Exercise description -
Render the following data as a numbered list, omitting blank lines.

Supplied data -
— START —
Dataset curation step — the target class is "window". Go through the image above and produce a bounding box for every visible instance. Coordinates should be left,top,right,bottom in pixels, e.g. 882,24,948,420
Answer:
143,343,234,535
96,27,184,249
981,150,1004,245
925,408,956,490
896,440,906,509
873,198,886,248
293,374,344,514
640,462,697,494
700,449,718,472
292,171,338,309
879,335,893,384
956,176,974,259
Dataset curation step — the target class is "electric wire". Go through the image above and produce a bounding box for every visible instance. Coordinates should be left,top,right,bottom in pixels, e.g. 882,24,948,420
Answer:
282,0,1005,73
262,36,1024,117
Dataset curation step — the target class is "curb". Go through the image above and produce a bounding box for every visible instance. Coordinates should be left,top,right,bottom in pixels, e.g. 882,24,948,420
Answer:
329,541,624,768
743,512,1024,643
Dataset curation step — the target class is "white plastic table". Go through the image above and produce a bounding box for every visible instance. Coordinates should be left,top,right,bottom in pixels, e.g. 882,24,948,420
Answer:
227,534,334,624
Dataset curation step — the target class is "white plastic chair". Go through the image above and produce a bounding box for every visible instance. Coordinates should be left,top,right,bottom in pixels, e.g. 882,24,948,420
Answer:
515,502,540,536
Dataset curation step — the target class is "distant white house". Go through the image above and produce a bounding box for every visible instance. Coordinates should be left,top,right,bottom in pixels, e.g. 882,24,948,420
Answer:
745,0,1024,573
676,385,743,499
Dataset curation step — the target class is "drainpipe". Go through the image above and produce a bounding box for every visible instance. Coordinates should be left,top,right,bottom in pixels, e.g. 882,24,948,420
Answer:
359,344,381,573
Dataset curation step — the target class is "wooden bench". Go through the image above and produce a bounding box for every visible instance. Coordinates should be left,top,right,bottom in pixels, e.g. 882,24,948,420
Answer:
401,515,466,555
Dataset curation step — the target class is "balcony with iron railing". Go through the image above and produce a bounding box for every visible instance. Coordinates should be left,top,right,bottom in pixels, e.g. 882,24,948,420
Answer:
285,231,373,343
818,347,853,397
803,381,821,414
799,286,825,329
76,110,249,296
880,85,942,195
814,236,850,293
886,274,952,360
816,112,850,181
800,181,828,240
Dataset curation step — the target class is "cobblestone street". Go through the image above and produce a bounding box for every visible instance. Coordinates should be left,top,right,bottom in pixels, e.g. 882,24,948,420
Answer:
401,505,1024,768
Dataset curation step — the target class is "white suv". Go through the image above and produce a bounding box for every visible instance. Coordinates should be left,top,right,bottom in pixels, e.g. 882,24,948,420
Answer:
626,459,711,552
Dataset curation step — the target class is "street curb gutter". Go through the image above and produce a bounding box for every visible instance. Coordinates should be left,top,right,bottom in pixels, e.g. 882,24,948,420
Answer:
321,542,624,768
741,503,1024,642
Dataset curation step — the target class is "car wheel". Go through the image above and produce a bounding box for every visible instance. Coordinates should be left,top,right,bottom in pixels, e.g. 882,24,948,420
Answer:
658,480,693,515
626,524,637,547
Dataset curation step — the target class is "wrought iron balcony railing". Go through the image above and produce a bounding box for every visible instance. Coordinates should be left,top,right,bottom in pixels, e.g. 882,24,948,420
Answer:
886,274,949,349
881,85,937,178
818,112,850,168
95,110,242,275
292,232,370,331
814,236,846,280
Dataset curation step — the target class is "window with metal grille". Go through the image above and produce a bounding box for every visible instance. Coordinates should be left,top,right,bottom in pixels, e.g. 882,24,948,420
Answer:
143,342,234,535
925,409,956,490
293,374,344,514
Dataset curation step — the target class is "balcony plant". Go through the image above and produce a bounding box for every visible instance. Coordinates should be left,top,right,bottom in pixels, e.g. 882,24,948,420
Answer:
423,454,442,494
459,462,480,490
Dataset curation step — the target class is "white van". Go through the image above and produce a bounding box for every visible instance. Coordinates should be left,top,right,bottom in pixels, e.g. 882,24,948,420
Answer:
— END —
Answer to the exercise -
1. Dataset curation step — the target class is "window". Go through the image above and produce a bounding box for every visible instance. Coordinates should be left,top,right,bottom in pixels, e.g. 882,24,948,420
2. Answer:
3. 143,343,234,535
4. 96,27,184,249
5. 981,150,1004,245
6. 925,408,956,490
7. 896,440,906,509
8. 873,198,886,248
9. 293,374,344,514
10. 640,462,697,494
11. 700,449,718,472
12. 292,171,338,309
13. 879,335,893,384
14. 956,176,974,259
15. Dataset curation step — the target class is "electric wire". Go through the image above and produce a bounding box for every visible instance. Coordinates should be left,top,right,bottom in pixels, e.g. 882,24,948,420
16. Answer:
17. 282,0,1005,73
18. 262,36,1024,117
19. Dataset curation step — the target class is "curb". Go through the image above and produce a bounding box for every visible instance. Coordinates should be left,top,right,bottom in pixels, e.g. 882,24,948,420
20. Answer:
21. 329,541,624,768
22. 743,512,1024,643
23. Dataset curation step — the target class is "white plastic table". Go through the image above and produce a bounding box for every visible instance. Coordinates should be left,top,right,bottom in pixels, e.g. 882,24,948,420
24. Answer:
25. 227,534,334,624
26. Dataset curation step — the target class is "white plastic chair". Go through the image above and produce a bounding box for every visible instance. Coordinates should be left,top,right,bottom in pixels, e.g. 882,24,948,420
27. Answer:
28. 515,502,540,536
29. Dataset curation step — the target class is "distant white house". Go through the image above and produce a bounding box for every visible instance. Coordinates should be left,top,right,bottom in pixels, e.g. 882,24,948,420
30. Answer:
31. 745,0,1024,573
32. 676,385,743,499
33. Dataset curation step — the target class is "drainpipe". Go through the image above and produce a bounding box for every visible instance. Coordinates should be left,top,right,bottom in pixels, e.g. 882,24,948,420
34. Answer:
35. 359,344,381,573
36. Dataset curation step — the target class is "wooden bench". Go through the image above and produce a bounding box for every visible instance. Coordinates should be left,top,right,bottom in pixels, e.g. 882,24,948,420
37. Answer:
38. 401,515,466,555
39. Dataset curation step — the target class is "balcony with iron railing". Go through the image above and produce a bounding box for every visible instance. Coordinates should be left,top,right,bottom in pixels, e.g. 882,24,948,420
40. Answer:
41. 285,231,373,343
42. 818,347,853,397
43. 803,381,821,414
44. 799,286,825,329
45. 76,110,249,296
46. 880,85,942,195
47. 814,236,850,293
48. 886,274,952,360
49. 816,112,850,181
50. 800,181,828,240
51. Dataset curation step — the target class is "cobblestone street". Go through the image above and produce a bounding box for every visible instance. Coordinates should be left,top,right,bottom in pixels, e.g. 882,24,948,420
52. Answer:
53. 401,505,1024,768
54. Dataset curation step — the target class is "white suv". Go through the image above and produce a bounding box for every visible instance. Coordinates should be left,top,right,bottom in pixels, e.g. 882,24,948,420
55. Answer:
56. 626,459,711,552
57. Dataset curation step — the target class is "street curb gutter". Go through the image above and produce a bounding box for every visible instance. Coordinates should be left,top,right,bottom in pixels, e.g. 882,24,948,420
58. Answer:
59. 321,542,624,768
60. 741,503,1024,642
61. Dataset curation step — the target class is "car wheel". Go through the image above and produce a bounding box for every visible instance. Coordinates should be left,top,right,bottom in pixels, e.g. 882,24,948,420
62. Answer:
63. 658,480,693,515
64. 626,524,637,547
65. Dataset curation step — the target class is "wrought iron balcony railing". Go through the image above and produce a bounding box for every visible instance. Coordinates should be left,top,right,bottom in pixels, e.g. 882,24,948,420
66. Answer:
67. 886,274,949,349
68. 881,85,937,178
69. 818,112,850,168
70. 95,110,242,275
71. 292,232,370,331
72. 814,236,846,280
73. Dataset curation step — the target class is "window with metal grille". Go through the image above and produce a bounding box for every visible instance. Coordinates should be left,top,right,bottom in pixels, e.g. 882,24,948,420
74. Answer:
75. 143,342,234,535
76. 925,409,956,490
77. 293,374,344,514
78. Dataset curation step — the target class is "balcony plant". Go through the image above and produce a bounding box for every visible instance. Coordinates should be left,top,right,bottom in pixels, e.g. 882,24,948,420
79. Answer:
80. 423,454,442,494
81. 459,462,480,490
82. Dataset curation step — the target class is "white van". Go through the image above and produce a bounding box for every visible instance. Coordinates should be left,top,right,bottom in pixels, e.g. 882,24,948,420
83. Answer:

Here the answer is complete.